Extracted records
========
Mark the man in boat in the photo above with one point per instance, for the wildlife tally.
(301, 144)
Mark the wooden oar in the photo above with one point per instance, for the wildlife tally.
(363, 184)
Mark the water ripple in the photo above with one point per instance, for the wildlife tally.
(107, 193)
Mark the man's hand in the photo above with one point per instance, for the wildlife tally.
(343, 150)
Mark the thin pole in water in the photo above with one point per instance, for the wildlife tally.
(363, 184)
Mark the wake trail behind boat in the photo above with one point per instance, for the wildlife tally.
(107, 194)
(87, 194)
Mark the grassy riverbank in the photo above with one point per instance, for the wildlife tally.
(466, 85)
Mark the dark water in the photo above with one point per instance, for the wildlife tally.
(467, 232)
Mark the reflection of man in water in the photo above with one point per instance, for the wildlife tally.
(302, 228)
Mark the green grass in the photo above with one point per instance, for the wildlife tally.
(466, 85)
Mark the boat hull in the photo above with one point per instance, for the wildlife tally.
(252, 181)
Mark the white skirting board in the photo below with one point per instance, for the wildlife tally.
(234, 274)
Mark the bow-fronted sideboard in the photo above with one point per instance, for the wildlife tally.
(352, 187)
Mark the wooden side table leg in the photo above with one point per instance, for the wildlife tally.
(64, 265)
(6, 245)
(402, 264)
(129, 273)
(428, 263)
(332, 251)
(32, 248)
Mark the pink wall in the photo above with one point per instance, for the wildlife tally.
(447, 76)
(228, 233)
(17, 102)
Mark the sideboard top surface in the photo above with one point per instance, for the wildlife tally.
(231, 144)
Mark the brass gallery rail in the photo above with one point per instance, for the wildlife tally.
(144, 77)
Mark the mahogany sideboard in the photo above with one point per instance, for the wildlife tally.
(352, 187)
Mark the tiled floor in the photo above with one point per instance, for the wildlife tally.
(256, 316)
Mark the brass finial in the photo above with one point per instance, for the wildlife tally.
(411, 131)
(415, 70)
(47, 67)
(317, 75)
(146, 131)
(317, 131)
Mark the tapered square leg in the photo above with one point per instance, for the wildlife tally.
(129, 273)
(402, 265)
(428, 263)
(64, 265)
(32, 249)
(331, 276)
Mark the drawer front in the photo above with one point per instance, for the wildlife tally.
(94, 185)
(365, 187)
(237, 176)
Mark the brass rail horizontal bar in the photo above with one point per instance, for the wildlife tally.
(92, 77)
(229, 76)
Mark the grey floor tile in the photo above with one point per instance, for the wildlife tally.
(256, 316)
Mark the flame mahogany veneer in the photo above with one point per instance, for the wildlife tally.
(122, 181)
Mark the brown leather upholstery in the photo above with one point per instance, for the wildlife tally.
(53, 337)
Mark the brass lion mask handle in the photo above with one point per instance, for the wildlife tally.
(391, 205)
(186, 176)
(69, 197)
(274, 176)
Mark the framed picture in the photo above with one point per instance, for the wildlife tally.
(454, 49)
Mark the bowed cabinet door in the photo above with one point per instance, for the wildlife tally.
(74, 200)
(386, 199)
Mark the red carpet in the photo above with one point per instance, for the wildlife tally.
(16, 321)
========
Directions for this task
What you give back must match the records word for word.

Written solution
Mark the man in boat in the photo above with one point per instance, for the wildlife tally.
(301, 144)
Mark the wooden oar in the photo above with one point per instance, for the wildlife tally.
(363, 184)
Mark the water ripple in the photo above with one point per instance, for the wildlife tally.
(107, 193)
Mark the man's hand in the photo above with one point per instance, for the wildlife tally.
(343, 150)
Mark the thin pole in water in the photo above with one point per instance, for the wildlife tally.
(363, 184)
Mark the wake trail behind boat in the photo above with one point per instance, for the wildlife tally.
(107, 194)
(87, 194)
Mark the grassy riverbank in the photo above with one point per instance, for the wildlife tally.
(466, 85)
Mark the dark water in the photo above with one point per instance, for the wildlife tally.
(467, 232)
Mark the reflection of man in water in the photo above with one point per instance, for the wildlife tally.
(302, 228)
Mark the green grass in the photo above with one point per instance, for the wildlife tally.
(466, 85)
Mark the boat hull in the photo above with one point per instance, for the wildlife tally.
(252, 181)
Mark the white skirting board in the photo below with one point per instance, for the wildlife tally.
(234, 274)
Mark the bow-fronted sideboard in the photo above with one point per instance, for the wildlife tally.
(352, 187)
Mark the wooden side table leg in the photo above with one point per instance, for the wildlife tally.
(64, 265)
(6, 245)
(402, 264)
(129, 273)
(428, 263)
(332, 251)
(32, 248)
Mark the pink wall in the photo above with one point per instance, for the wildlife tally.
(447, 76)
(228, 233)
(17, 102)
Mark the sideboard top surface in the photo above with one point per instance, for the wildlife tally.
(231, 144)
Mark the brass gallery rail in the photo above with one point per instance, for the wildlife tally.
(144, 77)
Mark the mahogany sideboard in the photo above with one point per instance, for the wildlife tally.
(352, 187)
Mark the tiled floor in the photo above with one point per instance, for the wildlife tally.
(256, 316)
Mark the brass finial in the photo above with one point per instance, for the wildlife tally.
(411, 131)
(415, 70)
(47, 67)
(317, 75)
(146, 131)
(317, 131)
Mark the tapered square leg in the photo above with one point per instance, for the wildlife tally.
(129, 273)
(402, 265)
(428, 263)
(64, 265)
(32, 249)
(331, 276)
Mark the drawer front in the photo above with one point per instance, for the wildlife tally.
(94, 185)
(365, 187)
(237, 176)
Mark the brass rail horizontal bar in the photo above with one point per instance, for the wildlife tally.
(92, 77)
(229, 76)
Mark the grey floor tile in the photo above with one point per instance, for the wildlife tally.
(256, 316)
Mark the flame mahogany veneer in the photo above with one point per instance, for the wildlife tally.
(122, 181)
Mark the brown leather upholstery in the photo above with one point per instance, for the wildlife tally.
(53, 337)
Mark the brass lion mask handle in the photo above with one point per instance, for the wildlife tally.
(391, 205)
(186, 176)
(69, 197)
(274, 176)
Mark the framed picture in the photo above with one point per instance, for the wildlife tally.
(454, 49)
Mark the bowed cabinet door in the photo above with one point per instance, for the wildlife tally.
(74, 200)
(386, 199)
Mark the red carpet in the photo above with one point per instance, for the wildlife tally.
(16, 321)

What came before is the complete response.